───── Dataset excerpts

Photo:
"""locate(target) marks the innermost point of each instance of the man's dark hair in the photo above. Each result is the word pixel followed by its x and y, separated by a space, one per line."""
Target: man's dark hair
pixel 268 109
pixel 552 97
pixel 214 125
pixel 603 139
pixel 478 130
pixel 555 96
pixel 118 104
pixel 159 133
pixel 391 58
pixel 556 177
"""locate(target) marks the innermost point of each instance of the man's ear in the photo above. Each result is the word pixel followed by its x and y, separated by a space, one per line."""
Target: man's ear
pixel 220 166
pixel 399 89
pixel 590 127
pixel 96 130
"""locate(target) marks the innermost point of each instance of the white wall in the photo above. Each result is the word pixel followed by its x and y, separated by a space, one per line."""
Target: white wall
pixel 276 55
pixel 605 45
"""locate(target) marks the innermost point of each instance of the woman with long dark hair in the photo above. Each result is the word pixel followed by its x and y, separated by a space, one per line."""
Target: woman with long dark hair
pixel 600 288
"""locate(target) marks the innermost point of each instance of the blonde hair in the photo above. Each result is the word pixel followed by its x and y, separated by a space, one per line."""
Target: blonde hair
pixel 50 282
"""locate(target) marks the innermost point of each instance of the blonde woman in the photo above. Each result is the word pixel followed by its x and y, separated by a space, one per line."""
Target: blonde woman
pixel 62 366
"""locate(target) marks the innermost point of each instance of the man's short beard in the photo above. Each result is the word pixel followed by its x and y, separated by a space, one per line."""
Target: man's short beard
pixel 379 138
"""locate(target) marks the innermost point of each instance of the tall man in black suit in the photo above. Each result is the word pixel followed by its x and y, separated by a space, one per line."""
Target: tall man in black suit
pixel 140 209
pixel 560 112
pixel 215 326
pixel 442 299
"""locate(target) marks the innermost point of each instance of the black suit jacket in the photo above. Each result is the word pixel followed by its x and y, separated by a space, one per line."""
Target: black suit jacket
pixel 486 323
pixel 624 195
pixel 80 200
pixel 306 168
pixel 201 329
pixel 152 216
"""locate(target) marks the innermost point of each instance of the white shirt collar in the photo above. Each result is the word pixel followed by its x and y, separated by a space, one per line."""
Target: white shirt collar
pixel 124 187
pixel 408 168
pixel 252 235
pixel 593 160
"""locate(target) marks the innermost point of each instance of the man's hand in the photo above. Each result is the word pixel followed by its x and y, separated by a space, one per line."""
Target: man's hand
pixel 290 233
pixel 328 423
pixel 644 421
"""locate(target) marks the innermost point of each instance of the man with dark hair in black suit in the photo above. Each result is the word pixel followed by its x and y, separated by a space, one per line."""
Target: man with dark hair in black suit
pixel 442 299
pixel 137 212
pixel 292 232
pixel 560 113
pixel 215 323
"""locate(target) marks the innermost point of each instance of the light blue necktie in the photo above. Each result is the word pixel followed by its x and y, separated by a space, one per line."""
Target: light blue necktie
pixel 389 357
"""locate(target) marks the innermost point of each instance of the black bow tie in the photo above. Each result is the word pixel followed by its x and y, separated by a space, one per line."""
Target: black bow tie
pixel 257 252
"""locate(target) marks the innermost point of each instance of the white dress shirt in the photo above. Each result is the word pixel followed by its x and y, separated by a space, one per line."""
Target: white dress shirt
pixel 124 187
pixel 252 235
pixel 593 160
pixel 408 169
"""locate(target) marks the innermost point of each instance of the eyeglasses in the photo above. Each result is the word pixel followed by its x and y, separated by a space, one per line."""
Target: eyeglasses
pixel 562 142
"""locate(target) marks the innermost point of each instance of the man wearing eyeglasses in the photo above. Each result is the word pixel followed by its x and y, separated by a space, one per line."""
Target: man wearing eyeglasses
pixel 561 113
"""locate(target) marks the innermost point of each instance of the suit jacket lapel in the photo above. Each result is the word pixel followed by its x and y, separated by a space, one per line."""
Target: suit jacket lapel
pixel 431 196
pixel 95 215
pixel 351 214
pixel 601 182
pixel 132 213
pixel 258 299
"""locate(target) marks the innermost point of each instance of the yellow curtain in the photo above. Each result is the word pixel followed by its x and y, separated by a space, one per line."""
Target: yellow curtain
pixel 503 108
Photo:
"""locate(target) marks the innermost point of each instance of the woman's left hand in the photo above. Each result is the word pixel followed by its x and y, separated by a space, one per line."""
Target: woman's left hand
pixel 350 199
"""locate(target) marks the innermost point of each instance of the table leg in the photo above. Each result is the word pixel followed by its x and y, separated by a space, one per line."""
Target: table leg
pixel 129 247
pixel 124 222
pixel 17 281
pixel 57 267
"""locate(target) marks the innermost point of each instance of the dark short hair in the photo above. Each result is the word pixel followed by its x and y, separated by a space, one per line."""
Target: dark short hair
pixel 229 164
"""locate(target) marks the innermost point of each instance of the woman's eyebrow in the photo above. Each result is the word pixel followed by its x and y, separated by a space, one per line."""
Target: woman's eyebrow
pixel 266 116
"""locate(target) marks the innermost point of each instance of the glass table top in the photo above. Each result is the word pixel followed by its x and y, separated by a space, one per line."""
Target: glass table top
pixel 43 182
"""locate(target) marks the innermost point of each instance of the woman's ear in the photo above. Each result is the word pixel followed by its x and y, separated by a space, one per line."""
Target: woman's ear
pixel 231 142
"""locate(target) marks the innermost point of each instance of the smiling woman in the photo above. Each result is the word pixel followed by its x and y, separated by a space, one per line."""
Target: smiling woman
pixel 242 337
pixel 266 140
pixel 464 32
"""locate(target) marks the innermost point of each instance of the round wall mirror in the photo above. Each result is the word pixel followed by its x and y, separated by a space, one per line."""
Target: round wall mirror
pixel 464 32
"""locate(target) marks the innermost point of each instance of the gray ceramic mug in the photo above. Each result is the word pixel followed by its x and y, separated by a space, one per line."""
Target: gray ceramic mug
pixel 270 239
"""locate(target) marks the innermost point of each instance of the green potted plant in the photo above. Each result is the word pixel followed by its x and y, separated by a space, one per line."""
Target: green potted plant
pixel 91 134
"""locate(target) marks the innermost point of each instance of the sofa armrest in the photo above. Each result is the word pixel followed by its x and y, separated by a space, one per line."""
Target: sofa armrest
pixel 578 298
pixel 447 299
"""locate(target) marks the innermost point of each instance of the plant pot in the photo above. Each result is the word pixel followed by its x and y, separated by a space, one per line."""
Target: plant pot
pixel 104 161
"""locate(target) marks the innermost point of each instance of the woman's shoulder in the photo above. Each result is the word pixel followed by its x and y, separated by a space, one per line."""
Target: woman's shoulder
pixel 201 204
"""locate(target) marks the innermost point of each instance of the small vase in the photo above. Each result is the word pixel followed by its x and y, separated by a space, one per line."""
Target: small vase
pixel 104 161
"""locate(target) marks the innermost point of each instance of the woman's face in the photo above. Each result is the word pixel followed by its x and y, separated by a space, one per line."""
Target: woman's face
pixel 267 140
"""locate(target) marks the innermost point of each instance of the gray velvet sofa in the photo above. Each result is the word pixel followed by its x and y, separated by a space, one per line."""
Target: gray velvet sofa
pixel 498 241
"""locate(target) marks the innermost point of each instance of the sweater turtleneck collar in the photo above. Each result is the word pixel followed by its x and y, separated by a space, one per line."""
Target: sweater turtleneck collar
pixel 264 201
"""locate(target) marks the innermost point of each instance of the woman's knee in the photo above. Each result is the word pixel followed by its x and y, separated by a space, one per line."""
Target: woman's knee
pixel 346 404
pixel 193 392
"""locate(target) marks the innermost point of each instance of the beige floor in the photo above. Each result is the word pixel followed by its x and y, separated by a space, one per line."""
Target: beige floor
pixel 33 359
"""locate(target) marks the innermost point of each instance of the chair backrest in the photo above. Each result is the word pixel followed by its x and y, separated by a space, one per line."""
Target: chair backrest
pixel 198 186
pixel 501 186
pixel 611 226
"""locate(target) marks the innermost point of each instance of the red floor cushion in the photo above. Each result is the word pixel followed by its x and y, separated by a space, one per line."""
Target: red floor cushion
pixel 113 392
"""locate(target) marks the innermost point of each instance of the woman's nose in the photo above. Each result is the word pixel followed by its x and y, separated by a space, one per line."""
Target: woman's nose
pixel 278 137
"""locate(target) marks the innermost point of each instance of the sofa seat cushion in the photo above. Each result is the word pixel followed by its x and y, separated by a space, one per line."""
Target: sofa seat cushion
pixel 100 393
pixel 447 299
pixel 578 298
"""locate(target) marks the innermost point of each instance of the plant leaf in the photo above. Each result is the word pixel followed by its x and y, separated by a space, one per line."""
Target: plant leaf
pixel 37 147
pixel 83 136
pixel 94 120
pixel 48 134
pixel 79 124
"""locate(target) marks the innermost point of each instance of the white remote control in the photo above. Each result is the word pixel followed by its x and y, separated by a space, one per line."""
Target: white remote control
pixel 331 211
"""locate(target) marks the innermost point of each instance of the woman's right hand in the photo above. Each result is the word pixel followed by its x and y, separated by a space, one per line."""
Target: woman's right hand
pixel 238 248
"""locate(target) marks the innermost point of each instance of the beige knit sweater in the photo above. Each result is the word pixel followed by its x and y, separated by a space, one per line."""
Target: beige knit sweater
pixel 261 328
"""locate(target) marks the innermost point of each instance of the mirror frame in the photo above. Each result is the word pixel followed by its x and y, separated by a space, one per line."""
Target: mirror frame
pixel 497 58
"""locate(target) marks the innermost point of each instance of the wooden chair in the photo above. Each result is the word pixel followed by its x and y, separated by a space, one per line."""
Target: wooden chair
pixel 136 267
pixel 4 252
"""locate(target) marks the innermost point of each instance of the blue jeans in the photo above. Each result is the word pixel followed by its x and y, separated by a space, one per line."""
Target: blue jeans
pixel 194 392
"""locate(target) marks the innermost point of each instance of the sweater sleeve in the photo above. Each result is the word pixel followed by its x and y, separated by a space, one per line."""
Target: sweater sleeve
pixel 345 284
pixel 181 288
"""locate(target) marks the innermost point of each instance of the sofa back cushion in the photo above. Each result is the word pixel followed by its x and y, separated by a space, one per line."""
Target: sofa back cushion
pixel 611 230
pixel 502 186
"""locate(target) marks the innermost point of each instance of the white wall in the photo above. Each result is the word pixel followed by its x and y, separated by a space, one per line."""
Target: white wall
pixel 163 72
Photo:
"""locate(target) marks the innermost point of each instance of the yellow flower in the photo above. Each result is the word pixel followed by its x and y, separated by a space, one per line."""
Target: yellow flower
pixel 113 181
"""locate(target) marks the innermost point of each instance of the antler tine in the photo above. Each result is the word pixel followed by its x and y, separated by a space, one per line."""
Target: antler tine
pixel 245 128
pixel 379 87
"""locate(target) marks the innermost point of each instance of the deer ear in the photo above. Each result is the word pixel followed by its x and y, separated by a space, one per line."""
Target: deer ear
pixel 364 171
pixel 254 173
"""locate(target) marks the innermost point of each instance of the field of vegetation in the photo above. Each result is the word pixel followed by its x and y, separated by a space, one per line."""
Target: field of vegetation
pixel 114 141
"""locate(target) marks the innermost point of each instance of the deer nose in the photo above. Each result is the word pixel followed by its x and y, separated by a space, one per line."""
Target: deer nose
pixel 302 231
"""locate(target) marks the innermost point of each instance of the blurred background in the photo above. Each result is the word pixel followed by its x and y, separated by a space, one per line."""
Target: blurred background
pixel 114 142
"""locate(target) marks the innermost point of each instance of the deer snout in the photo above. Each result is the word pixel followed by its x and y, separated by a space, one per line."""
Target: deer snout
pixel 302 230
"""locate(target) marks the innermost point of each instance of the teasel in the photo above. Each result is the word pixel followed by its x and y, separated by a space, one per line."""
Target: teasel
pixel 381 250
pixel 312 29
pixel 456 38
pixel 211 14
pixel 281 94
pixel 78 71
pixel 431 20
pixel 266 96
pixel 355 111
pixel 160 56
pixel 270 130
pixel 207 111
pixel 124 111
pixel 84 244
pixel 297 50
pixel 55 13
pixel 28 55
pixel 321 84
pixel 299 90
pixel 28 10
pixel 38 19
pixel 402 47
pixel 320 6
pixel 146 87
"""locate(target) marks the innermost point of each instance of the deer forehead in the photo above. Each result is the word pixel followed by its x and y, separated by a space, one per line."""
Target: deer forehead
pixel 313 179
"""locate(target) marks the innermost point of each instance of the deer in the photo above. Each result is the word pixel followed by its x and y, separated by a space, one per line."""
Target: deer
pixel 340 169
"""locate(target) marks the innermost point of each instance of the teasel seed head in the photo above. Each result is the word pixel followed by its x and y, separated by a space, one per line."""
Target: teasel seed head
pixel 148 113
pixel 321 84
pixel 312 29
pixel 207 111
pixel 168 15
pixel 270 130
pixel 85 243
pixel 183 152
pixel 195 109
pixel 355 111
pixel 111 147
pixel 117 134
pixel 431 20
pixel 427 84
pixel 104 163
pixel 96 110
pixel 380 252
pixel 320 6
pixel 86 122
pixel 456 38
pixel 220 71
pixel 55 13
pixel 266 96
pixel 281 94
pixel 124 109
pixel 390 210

──────────

> **Directions for this task**
Looking at the data above, write out exactly the lines that start at the one containing "the sofa armrest" and end at the one containing "the woman's face"; include both and nothing beyond.

> **Answer to this exercise**
"""locate(target) marks the innermost point of each instance of the sofa armrest in the photo above. Each result is the word pixel followed by its x and y, separated by a space, one per line."""
Target: sofa armrest
pixel 578 298
pixel 447 299
"""locate(target) marks the innermost point of each instance of the plant pot in the photo above. Each result is the word pixel followed by its x and y, separated by a space, one per line."""
Target: plant pot
pixel 104 161
"""locate(target) marks the innermost point of each instance of the woman's shoulder in the photo above. Each result is the word pixel followed by its x and y, separated by a space, one per line."""
Target: woman's shoulder
pixel 201 204
"""locate(target) marks the innermost point of each instance of the small vase in the photo above. Each result is the word pixel followed by its x and y, separated by a space, one per line."""
Target: small vase
pixel 104 161
"""locate(target) marks the innermost point of each instance of the woman's face in the photo above. Each result is the word pixel followed by its x and y, separated by a space, one per line."""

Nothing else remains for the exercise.